(TESTO DELLA PAGINA)
------------------------------------------------

Alla cerimonia ufficiale, prevista sabato 19 marzo alle 11 con la posa delle targhe da parte del Comune di Firenze, è stata invitata anche la Fondazione Luchetta, Ota, D’Angelo, Hrovatin, nata all’indomani dei quattro lutti che nel 1994 colpirono il mondo del giornalismo triestino.

La tragedia di Mogadiscio avvenne infatti a soli due mesi dal 28 gennaio, quando gli inviati Rai Marco Luchetta, Alessandro Ota e Dario D’Angelo vennero uccisi a Mostar da una granata mentre stavano realizzando uno speciale TG1 sui bambini vittime della guerra nell’ex Jugoslavia .

Così domenica, nel giorno del 22° anniversario della morte di Ilaria Alpi e Miran Hrovatin e a due settimane dalla riapertura del processo sul loro omicidio (il 6 aprile a Perugia), la presidente della Fondazione, Daniela Luchetta, si recherà a Firenze per raccontare lo spirito con cui è nata la onlus che da allora opera a Trieste a favore dei bambini vittime delle guerre o incurabili nei loro Paesi d’origine.

Di questo – e delle ultime novità sulla Fondazione – la presidente Luchetta parlerà nel corso dell’incontro pubblico “Inaugurazione di piazza Ilaria Alpi e Miran Hrovatin. Alla ricerca di verità e giustizia nel ricordo dei giornalisti uccisi perché sapevano troppo” organizzato dalla Comunità delle Piagge insieme a Mariangela Gritta Greiner, già presidente dell’associazione Ilaria Alpi, alla giornalista esperta di segreti di Stato, Sandra Bonsanti, a Ornella De Zordo, promotrice della mozione approvata dal Consiglio comunale per l’intitolazione della piazza, e a Alessandro Santoro e Cristiano Lucchi della Comunità delle Piagge.

Nel pomeriggio del 20 marzo sarà proiettato il video documentario “Saluti da Miran” realizzato nel 2014 da Videoest con il contributo del Fondo per l’Audiovisivo del Friuli Venezia Giulia.

Fra le novità annunciate dalla presidente Luchetta, l’arrivo dall’Iraq del piccolo Hathal, sopravvissuto al genocidio che nell’agosto 2014 la comunità Yazida ha subito dall’Isis.

Il piccolo fa parte dei 400mila Yazidi riusciti a fuggire nel Kurdistan iracheno perché perseguitati dall’Isis. Hanno dovuto lasciare tutto all’improvviso, le loro case distrutte tra mille atrocità. In Kurdistan hanno trovato rifugio nei campi di accoglienza allestiti dall’Onu, dove però non hanno cibo, acqua e medicinali a sufficienza.

Il piccolo Hathal, 11 anni, è malato di emofilia, una malattia ereditaria che comporta una grave insufficienza nella coagulazione del sangue. Gli si è formato un cheloide al braccio sinistro che non gli permette più di stendere l’arto.

------------------------------------------------

(DATI DELL'ESERCIZIO)
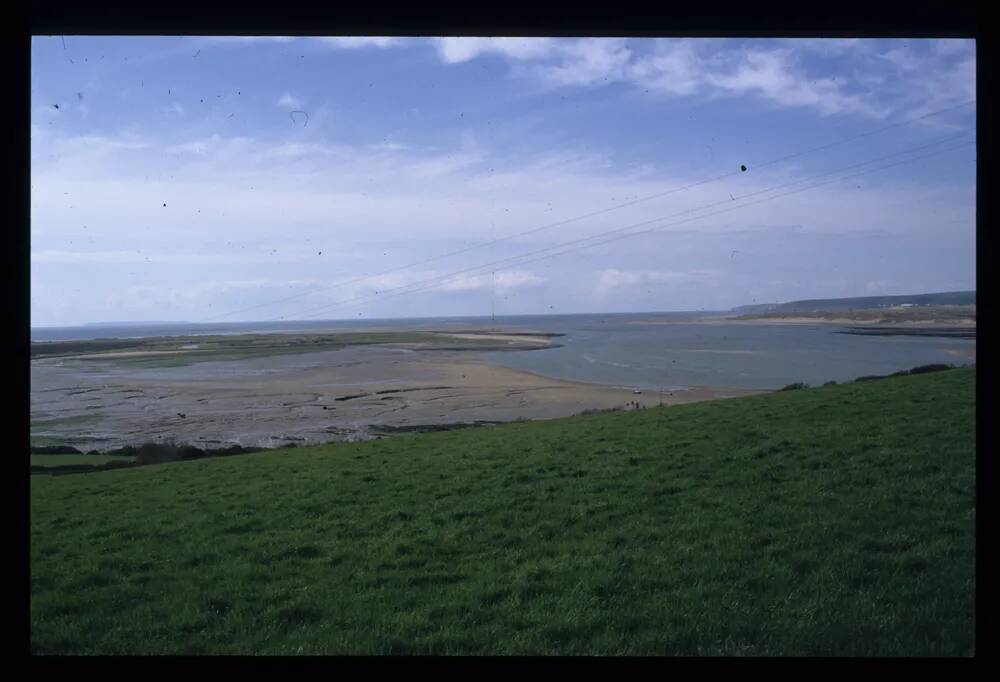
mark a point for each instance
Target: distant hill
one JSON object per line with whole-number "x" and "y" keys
{"x": 861, "y": 303}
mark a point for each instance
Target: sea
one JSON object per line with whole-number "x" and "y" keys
{"x": 661, "y": 351}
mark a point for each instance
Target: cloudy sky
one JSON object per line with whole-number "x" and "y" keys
{"x": 227, "y": 179}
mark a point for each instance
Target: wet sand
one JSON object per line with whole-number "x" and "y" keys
{"x": 344, "y": 394}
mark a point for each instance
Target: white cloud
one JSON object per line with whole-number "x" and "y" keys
{"x": 505, "y": 281}
{"x": 456, "y": 50}
{"x": 611, "y": 279}
{"x": 289, "y": 101}
{"x": 349, "y": 42}
{"x": 154, "y": 255}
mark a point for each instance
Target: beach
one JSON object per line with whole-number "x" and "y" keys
{"x": 352, "y": 393}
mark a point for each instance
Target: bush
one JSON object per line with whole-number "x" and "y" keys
{"x": 923, "y": 369}
{"x": 54, "y": 450}
{"x": 167, "y": 451}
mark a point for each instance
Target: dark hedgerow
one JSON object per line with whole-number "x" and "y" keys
{"x": 54, "y": 450}
{"x": 924, "y": 369}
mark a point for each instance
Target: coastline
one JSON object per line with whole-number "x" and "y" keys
{"x": 306, "y": 398}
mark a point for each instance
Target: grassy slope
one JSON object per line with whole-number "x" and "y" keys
{"x": 837, "y": 520}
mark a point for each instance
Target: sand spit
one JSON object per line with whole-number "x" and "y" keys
{"x": 344, "y": 394}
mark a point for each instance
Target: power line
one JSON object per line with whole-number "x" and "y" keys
{"x": 592, "y": 214}
{"x": 434, "y": 281}
{"x": 699, "y": 217}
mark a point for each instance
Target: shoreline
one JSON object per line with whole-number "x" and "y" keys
{"x": 308, "y": 398}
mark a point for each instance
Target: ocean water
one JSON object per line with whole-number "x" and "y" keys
{"x": 675, "y": 352}
{"x": 651, "y": 351}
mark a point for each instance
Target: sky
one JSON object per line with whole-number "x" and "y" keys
{"x": 224, "y": 179}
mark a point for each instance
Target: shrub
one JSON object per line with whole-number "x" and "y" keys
{"x": 167, "y": 451}
{"x": 54, "y": 450}
{"x": 923, "y": 369}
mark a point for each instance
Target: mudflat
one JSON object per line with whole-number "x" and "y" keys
{"x": 349, "y": 393}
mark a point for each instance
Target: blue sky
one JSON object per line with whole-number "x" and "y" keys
{"x": 316, "y": 178}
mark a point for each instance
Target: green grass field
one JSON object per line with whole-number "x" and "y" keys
{"x": 828, "y": 521}
{"x": 70, "y": 460}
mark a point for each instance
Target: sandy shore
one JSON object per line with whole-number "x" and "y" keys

------------------------------------------------

(COSA SI CHIEDE)
1. Trascrivi dall'articolo sulla Fondazione Luchetta tutto il passo che va da "Alla cerimonia ufficiale, prevista" giù fino a "del giornalismo triestino.".
2. Secondo l'articolo sulla Fondazione Luchetta, di quale malattia soffre il piccolo Hathal?
3. Riprendi l'articolo sulla Fondazione Luchetta a partire dal punto in cui si interrompe.

(RISULTATI PER CONSEGNA)
1.
Alla cerimonia ufficiale, prevista sabato 19 marzo alle 11 con la posa delle targhe da parte del Comune di Firenze, è stata invitata anche la Fondazione Luchetta, Ota, D’Angelo, Hrovatin, nata all’indomani dei quattro lutti che nel 1994 colpirono il mondo del giornalismo triestino.

2. Di emofilia, una malattia ereditaria che comporta una grave insufficienza nella coagulazione del sangue.

3.
A individuarlo nei campi degli sfollati, insieme a altri 300 bambini bisognosi di cure urgenti, il medico triestino Marzio Babille, già presidente dell’Unicef in Iraq, che ha fatto il possibile perché potesse essere curato in Italia. Qui ha incontrato la Fondazione Luchetta pronta a ospitarlo.

Così Babille in una recente intervista alla Fondazione: «Come ha identificato l’amministrazione statunitense in maniera inoppugnabile, la minoranza Yazida ha subito il primo genocidio del terzo millennio. Il governo curdo e la Nazioni Unite continuano a provvedere alle necessità della minoranza Yazida riparata nei campi del Kurdistan iracheno, ma i finanziamenti della Comunità internazionale hanno coperto il piano internazionale di assistenza solamente per il 50%, così centinaia di famiglie Yazida non riescono ad essere assistiti nei campi e fuori dai campi».

Sulla stessa linea la testimonianza del mediatore curdo-iracheno, Hemn Othman, che, per conto del Consolato italiano in Iraq,  ha accompagnato il piccolo Hathal a Trieste insieme allo zio:

«Entrambi sono stati accolti nella casa di via Valussi della Fondazione. Per loro non è stato facile: non avevano mai viaggiato prima… Pensate che la gran parte degli Yazida è analfabeta. Sono un popolo pacifico, di religione antica perseguitata dall’Isis solo perché diversa. I più fortunati, coloro che sono riusciti a scappare, vivono in tende e campi allestiti in palazzi abbandonati; gli ospedali sono affollati e hanno bisogno di cure continue. Speriamo che Hathal possa essere il primo degli altri 300 bambini malati individuati da Babille…».

Arrivato a Trieste il 22 febbraio scorso, dopo qualche settimana di assestamento imposta dalla profilassi particolare cui è stato sottoposto, il piccolo Hathal verrà operato il prossimo 24 marzo all’ospedale Burlo Garofolo.